* 練習問題
#1 下の本文にある「セティアワングサ・パンタイ高速道路(SPE)が3日、正式開通した。」を英語に訳してください。
#2 次の(a)〜(c)が下の本文と一致するかを「はい」か「いいえ」で答え、判断の根拠となる本文の語句をそのまま引用してください。
(a) SPEの全長は29.8キロメートルである。
(b) SPEの運営は連邦政府が直接担当している。
(c) 無料通行期間は12月3日までである。

セティアワングサ・パンタイ高速道路、3日に正式開通

【クアラルンプール】 セティアワングサ・パンタイ高速道路(SPE)が3日、正式開通した。SPEはクアラルンプール(KL)を南北に横断する全長29.8キロメートル(km)の二車線道路で、特に朝夕ピーク時の市内中心部における渋滞を30%緩和することが期待されている。

SPEは2016年にドゥターウル・クラン高速道路(DUKE)第3期として建設が開始され、プロジェクト総額は37億3,800万リンギ。不動産開発のエコベストが運営を担当しており、同社は連邦政府から53年6カ月の営業権を取得している。

開通式に参加したアレクサンダー・ナンタ・リンギ公共事業相は、12月2日までの1カ月間、▽チャン・ソウリン料金所▽アンパン・クアラルンプール高架道路(AKLEH)からの合流地点であるアンパン料金所▽セティアワンサ料金所(上り・下りとも)ーーを無料で通行可能にしたと発表。12月3日以降、乗用車の通行料金は3.5リンギとなるとした。
(ポールタン、ベルナマ通信、11月3日)

ドラッグストアのガーディアン、新旗艦店をミッドバレーに開設

【クアラルンプール】 ドラッグストア・チェーンのガーディアンは、クアラルンプール(KL)のミッドバレー・メガモールに、東南アジア最大規模となる旗艦店をオープンした。

* 収集データ
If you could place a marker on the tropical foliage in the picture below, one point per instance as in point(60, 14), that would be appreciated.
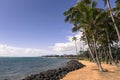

* 解答
#1 The Setiawangsa-Pantai Expressway (SPE) officially opened on the 3rd.

#2
(a) はい。「全長29.8キロメートル(km)の二車線道路」
(b) いいえ。「不動産開発のエコベストが運営を担当しており」
(c) いいえ。「12月2日までの1カ月間」